### Выбранный текст:
-=-=-=-=-

В 1918 г., при спаде производства, Ленин, призывая к твердым нормам работы, был готов, если это окажется необходимым, снова ввести ненавистную сдельщину. В 1921 г. был созван Первый Всероссийский съезд по научной организации труда и вызвал споры между сторонниками тейлоризма и энергетики (также называемой «эргономикой»). По крайней мере двадцать институтов и многие журналы были в то время в Советском Союзе целиком посвящены научному управлению. Командная экономика на макроуровне и тейлористские принципы центральной координации на микроуровне фабрики были привлекательными и хорошо сочетались в сознании такого авторитарного высокого модерниста и революционера, каким был Ленин.

-=-=-=-=-

### Данные:
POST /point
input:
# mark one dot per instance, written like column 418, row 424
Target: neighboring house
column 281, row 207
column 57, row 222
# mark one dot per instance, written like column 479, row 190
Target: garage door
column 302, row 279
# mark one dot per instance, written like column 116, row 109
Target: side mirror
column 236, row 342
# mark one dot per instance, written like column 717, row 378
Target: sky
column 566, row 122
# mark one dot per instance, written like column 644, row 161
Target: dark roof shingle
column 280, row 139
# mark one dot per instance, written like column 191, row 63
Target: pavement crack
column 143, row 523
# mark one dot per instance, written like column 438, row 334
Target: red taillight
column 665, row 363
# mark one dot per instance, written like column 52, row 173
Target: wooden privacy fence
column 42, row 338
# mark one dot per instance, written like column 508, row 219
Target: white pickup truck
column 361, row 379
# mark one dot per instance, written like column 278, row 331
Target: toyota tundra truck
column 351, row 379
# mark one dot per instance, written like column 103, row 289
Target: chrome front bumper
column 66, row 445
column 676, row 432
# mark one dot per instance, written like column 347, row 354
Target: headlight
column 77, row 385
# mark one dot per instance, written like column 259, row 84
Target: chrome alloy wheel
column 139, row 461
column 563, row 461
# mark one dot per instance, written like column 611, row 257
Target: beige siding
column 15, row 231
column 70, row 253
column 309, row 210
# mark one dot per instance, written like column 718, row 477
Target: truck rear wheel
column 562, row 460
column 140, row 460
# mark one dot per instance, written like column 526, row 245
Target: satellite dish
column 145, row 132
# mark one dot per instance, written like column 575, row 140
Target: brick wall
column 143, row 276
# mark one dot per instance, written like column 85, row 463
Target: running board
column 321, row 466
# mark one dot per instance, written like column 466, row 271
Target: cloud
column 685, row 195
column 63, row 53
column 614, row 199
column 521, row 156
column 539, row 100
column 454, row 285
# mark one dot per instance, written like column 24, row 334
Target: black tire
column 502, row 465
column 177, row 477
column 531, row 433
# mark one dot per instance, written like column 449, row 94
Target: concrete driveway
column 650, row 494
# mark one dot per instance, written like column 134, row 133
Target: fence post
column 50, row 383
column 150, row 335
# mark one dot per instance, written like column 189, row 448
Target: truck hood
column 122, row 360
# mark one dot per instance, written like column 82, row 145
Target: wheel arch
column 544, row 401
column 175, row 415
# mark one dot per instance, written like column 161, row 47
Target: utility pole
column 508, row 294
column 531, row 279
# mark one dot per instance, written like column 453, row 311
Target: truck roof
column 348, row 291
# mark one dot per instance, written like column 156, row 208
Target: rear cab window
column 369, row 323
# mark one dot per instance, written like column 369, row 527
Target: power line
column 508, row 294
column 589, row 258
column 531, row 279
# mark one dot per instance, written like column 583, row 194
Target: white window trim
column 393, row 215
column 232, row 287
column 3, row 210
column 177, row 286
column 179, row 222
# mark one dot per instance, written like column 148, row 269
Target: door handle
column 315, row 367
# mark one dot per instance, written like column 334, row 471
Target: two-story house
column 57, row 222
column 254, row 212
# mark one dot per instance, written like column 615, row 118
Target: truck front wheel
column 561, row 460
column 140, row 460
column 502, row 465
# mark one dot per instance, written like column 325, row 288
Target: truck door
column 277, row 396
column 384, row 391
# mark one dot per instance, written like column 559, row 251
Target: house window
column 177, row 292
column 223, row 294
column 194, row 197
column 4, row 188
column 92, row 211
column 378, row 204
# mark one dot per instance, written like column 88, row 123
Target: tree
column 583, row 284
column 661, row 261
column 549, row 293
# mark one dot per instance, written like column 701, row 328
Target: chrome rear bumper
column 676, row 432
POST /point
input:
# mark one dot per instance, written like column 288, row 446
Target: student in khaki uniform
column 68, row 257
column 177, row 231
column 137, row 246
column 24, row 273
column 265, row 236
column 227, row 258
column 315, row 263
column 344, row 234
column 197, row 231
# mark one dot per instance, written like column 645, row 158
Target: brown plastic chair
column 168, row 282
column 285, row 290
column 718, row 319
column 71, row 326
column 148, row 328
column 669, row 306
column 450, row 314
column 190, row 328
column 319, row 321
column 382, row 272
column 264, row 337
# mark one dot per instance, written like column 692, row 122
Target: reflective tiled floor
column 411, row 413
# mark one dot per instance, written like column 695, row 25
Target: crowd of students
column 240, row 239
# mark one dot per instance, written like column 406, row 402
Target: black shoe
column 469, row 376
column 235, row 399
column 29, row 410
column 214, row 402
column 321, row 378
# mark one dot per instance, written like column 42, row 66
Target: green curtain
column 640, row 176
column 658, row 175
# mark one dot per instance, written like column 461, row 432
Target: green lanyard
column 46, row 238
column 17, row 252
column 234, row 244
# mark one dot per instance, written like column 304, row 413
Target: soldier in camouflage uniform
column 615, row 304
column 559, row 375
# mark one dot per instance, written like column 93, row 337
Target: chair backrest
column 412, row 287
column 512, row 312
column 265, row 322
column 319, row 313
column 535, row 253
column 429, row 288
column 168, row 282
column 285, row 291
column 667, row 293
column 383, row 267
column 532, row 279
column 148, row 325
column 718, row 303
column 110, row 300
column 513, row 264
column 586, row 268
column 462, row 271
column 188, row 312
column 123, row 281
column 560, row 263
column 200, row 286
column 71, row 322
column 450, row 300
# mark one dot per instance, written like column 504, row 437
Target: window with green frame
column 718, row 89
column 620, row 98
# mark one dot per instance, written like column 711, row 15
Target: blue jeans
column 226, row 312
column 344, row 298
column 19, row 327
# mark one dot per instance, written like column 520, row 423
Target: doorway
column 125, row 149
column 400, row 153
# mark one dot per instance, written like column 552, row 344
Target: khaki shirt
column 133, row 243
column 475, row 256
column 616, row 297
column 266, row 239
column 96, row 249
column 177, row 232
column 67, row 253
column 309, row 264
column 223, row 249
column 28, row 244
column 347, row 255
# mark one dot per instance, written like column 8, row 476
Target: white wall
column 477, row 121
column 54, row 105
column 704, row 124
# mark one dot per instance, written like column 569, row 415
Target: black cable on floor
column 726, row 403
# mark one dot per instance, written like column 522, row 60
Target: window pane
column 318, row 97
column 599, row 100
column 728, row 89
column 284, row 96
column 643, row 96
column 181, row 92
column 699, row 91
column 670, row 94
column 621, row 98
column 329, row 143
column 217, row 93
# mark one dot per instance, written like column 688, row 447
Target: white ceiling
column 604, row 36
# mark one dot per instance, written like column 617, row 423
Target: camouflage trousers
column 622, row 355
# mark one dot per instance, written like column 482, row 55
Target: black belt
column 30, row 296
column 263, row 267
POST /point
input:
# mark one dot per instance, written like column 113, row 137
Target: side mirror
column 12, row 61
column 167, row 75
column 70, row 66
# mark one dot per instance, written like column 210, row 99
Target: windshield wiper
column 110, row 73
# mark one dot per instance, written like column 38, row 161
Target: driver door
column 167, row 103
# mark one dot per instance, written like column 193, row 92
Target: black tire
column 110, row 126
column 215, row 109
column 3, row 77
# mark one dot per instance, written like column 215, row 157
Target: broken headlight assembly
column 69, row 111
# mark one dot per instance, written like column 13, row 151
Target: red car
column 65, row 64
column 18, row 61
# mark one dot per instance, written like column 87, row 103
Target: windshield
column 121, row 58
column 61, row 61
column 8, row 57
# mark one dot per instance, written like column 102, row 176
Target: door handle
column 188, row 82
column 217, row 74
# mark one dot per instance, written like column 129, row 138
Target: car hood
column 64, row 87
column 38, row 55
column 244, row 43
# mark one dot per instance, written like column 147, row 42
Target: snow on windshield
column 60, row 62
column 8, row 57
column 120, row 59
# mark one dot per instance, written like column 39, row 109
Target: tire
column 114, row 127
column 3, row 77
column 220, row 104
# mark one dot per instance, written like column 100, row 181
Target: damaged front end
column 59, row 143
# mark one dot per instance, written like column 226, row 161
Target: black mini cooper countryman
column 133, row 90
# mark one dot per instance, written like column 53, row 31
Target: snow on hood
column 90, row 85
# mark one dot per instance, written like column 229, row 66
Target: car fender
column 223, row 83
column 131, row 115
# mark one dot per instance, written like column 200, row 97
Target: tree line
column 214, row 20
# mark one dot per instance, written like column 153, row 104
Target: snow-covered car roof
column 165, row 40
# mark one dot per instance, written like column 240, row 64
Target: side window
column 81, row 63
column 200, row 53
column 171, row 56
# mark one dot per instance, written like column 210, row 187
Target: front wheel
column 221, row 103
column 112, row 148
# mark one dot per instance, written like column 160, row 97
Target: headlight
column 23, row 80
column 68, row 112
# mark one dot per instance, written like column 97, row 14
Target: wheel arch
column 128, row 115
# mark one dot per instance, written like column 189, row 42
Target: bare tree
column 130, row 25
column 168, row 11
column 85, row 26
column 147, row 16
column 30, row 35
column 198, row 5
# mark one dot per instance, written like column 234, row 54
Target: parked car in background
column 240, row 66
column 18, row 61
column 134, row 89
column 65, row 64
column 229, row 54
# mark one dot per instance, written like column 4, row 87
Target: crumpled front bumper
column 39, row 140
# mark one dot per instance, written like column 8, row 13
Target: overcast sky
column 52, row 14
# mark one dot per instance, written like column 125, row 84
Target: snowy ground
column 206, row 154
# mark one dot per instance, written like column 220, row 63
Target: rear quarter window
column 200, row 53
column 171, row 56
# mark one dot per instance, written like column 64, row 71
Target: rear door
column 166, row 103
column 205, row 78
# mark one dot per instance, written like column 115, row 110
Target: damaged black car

-=-=-=-=-

### Задание:
Пожалуйста, продолжите текст о научной организации труда в Советской России после его последнего предложения. Строки здесь не понадобятся.

### Результат:
Несмотря на соблазны, которые в XX в. привлекали людей к высокому модернизму, эти идеи часто встречали сопротивление. Причины были сложные и разные. Я не собираюсь подробно исследовать все потенциальные препятствия высокомодернистскому планированию,но один барьер, установленный либеральными демократическими идеями и учреждениями, заслуживает внимания. Три фактора здесь кажутся решающими. Первый — существование частной сферы деятельности и вера в то, что государство и его организации не могут по закону в нее вмешиваться. Безусловно, эта зона автономности уже изживала себя, так как, по Мангейму, частная сфера постепенно становилась объектом государственного вмешательства. В работе Мишеля Фуко была сделана попытка систематизировать эти вмешательства государства в здоровье, сексуальность, психические болезни, бродяжничество и проанализировать стратегии, лежащие в их основе. Несмотря на это, сама идея неприкосновенности приватного мира служила фактором ограничения амбиций многих высоких модернистов посредством либо их собственных политических ценностей, либо правильного отношения к политической буре, которую вызвали бы такие вмешательства.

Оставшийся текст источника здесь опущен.